Records |
+---+

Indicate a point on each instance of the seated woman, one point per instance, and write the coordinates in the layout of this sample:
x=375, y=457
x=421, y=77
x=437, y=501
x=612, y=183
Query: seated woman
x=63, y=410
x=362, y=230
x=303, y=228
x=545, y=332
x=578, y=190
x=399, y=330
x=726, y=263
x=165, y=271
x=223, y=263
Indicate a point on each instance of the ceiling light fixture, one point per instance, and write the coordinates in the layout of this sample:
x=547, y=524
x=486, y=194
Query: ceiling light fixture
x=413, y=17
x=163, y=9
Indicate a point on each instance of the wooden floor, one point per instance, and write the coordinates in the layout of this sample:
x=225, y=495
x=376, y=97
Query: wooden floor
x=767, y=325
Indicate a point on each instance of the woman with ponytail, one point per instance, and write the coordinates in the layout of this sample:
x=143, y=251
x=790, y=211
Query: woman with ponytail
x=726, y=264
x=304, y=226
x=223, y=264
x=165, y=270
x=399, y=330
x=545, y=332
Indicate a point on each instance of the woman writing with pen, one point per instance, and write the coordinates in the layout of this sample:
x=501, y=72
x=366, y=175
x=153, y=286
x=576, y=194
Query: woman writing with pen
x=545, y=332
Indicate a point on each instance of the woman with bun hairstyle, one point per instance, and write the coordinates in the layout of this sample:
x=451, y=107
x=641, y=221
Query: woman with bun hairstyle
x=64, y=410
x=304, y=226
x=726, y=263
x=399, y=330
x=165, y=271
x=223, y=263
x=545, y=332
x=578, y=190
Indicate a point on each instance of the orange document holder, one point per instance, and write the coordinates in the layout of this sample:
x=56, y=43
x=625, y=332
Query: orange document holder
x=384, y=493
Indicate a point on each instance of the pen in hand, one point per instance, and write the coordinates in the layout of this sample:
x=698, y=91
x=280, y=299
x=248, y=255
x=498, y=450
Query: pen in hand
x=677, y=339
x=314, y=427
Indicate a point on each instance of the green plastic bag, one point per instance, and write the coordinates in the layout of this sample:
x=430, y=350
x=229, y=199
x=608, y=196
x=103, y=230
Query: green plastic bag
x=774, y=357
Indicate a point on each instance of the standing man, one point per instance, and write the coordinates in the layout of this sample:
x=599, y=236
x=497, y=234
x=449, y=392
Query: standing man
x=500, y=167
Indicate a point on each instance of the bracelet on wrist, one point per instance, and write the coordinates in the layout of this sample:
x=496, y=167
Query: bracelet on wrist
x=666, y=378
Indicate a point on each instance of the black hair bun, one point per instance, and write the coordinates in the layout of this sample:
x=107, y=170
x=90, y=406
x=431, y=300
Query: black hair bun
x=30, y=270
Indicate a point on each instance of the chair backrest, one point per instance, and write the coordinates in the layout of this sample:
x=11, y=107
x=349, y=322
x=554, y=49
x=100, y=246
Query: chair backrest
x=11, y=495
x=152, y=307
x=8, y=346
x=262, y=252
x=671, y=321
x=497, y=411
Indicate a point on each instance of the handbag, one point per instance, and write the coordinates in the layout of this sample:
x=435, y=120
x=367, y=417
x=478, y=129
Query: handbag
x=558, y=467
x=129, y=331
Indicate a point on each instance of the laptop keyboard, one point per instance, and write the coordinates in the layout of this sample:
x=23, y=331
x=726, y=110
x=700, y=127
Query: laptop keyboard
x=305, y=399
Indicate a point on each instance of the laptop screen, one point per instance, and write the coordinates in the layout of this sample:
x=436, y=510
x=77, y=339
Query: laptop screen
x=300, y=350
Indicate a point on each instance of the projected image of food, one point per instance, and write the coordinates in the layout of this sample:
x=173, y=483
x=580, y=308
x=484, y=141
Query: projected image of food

+---+

Short task | Format every line of the listing above as a Markdown table with two columns, Row and Text: number the lines in order and leave out any blank lines.

Response |
| Row | Text |
|---|---|
| 1 | Indicate a point on each instance of the seated woman, one point per instance, and write the coordinates in the layout of this sample: |
| 2 | x=375, y=457 |
| 3 | x=421, y=77 |
| 4 | x=437, y=501 |
| 5 | x=612, y=183 |
| 6 | Query: seated woman |
| 7 | x=63, y=410 |
| 8 | x=362, y=230 |
| 9 | x=303, y=228 |
| 10 | x=545, y=332 |
| 11 | x=578, y=190 |
| 12 | x=399, y=330 |
| 13 | x=726, y=263 |
| 14 | x=165, y=271 |
| 15 | x=223, y=263 |
| 16 | Indicate a point on each instance of the ceiling light fixture, one point per instance, and write the coordinates in the layout of this sample: |
| 17 | x=547, y=524 |
| 18 | x=486, y=194 |
| 19 | Query: ceiling light fixture |
| 20 | x=413, y=17 |
| 21 | x=163, y=9 |
| 22 | Indicate a point on each instance of the wooden floor, one point per instance, and write the coordinates in the layout of this sample: |
| 23 | x=225, y=495 |
| 24 | x=376, y=97 |
| 25 | Query: wooden floor |
| 26 | x=767, y=325 |
| 27 | Indicate a point on each instance of the woman with ponytail, one point per instance, and write the coordinates in the layout of this sample: |
| 28 | x=143, y=251 |
| 29 | x=790, y=211 |
| 30 | Query: woman with ponytail |
| 31 | x=726, y=264 |
| 32 | x=304, y=226 |
| 33 | x=223, y=264 |
| 34 | x=165, y=270 |
| 35 | x=399, y=330 |
| 36 | x=545, y=332 |
| 37 | Indicate a point on each instance of the woman writing with pen, one point per instance, and write the coordinates in the layout of this sample: |
| 38 | x=501, y=72 |
| 39 | x=366, y=175 |
| 40 | x=153, y=286 |
| 41 | x=576, y=194 |
| 42 | Query: woman writing with pen |
| 43 | x=545, y=332 |
| 44 | Indicate a point on each instance of the woman with bun hairstyle, one point per instance, and write the coordinates in the layout of this sample: |
| 45 | x=451, y=107 |
| 46 | x=641, y=221 |
| 47 | Query: woman with bun hairstyle |
| 48 | x=64, y=410 |
| 49 | x=304, y=226 |
| 50 | x=726, y=263 |
| 51 | x=399, y=330 |
| 52 | x=165, y=271 |
| 53 | x=223, y=263 |
| 54 | x=545, y=332 |
| 55 | x=578, y=190 |
| 56 | Indicate a point on each instance of the orange document holder, one point per instance, and write the coordinates in the layout of this sample: |
| 57 | x=56, y=43 |
| 58 | x=625, y=332 |
| 59 | Query: orange document holder |
| 60 | x=384, y=493 |
| 61 | Indicate a point on each instance of the pen in hand, one point per instance, and write the coordinates in the layout of this sample: |
| 62 | x=698, y=91 |
| 63 | x=280, y=299 |
| 64 | x=248, y=255 |
| 65 | x=498, y=450 |
| 66 | Query: pen in hand |
| 67 | x=677, y=339 |
| 68 | x=314, y=427 |
| 69 | Indicate a point on each instance of the green plastic bag, one point per instance, and write the coordinates in the layout of this sample: |
| 70 | x=430, y=350 |
| 71 | x=229, y=199 |
| 72 | x=608, y=196 |
| 73 | x=103, y=230 |
| 74 | Query: green plastic bag |
| 75 | x=774, y=357 |
| 76 | Indicate a point on each instance of the standing man, one point per instance, and write the coordinates in the layout of this sample: |
| 77 | x=599, y=236 |
| 78 | x=497, y=234 |
| 79 | x=449, y=392 |
| 80 | Query: standing man |
| 81 | x=500, y=167 |
| 82 | Indicate a point on each instance of the bracelet on wrist, one point per instance, and write the coordinates in the layout of this sample: |
| 83 | x=496, y=167 |
| 84 | Query: bracelet on wrist |
| 85 | x=666, y=378 |
| 86 | Indicate a point on each instance of the black hair bun, one point per instance, and write the coordinates in the layout of this sample: |
| 87 | x=107, y=170 |
| 88 | x=90, y=406 |
| 89 | x=431, y=300 |
| 90 | Query: black hair bun |
| 91 | x=30, y=270 |
| 92 | Indicate a point on each instance of the chair backrest, one point per instance, and write the coordinates in the layout of this sample: |
| 93 | x=11, y=107 |
| 94 | x=349, y=322 |
| 95 | x=554, y=49 |
| 96 | x=100, y=246 |
| 97 | Query: chair backrest |
| 98 | x=11, y=495 |
| 99 | x=152, y=307 |
| 100 | x=8, y=346 |
| 101 | x=262, y=252 |
| 102 | x=671, y=321 |
| 103 | x=497, y=411 |
| 104 | Indicate a point on each instance of the handbag, one point per instance, and write the coordinates in the layout of this sample: |
| 105 | x=435, y=120 |
| 106 | x=367, y=417 |
| 107 | x=478, y=129 |
| 108 | Query: handbag |
| 109 | x=558, y=467 |
| 110 | x=129, y=331 |
| 111 | Indicate a point on each instance of the laptop keyboard, one point per instance, and write the coordinates in the layout of this sample: |
| 112 | x=23, y=331 |
| 113 | x=726, y=110 |
| 114 | x=700, y=127 |
| 115 | Query: laptop keyboard |
| 116 | x=305, y=399 |
| 117 | Indicate a point on each instance of the laptop screen, one point per instance, and write the coordinates in the layout of this sample: |
| 118 | x=436, y=510 |
| 119 | x=77, y=339 |
| 120 | Query: laptop screen |
| 121 | x=300, y=350 |
| 122 | Indicate a point on each instance of the projected image of food, one point per instance, and write the coordinates in the layout of this sample: |
| 123 | x=173, y=483 |
| 124 | x=580, y=308 |
| 125 | x=484, y=141 |
| 126 | Query: projected image of food |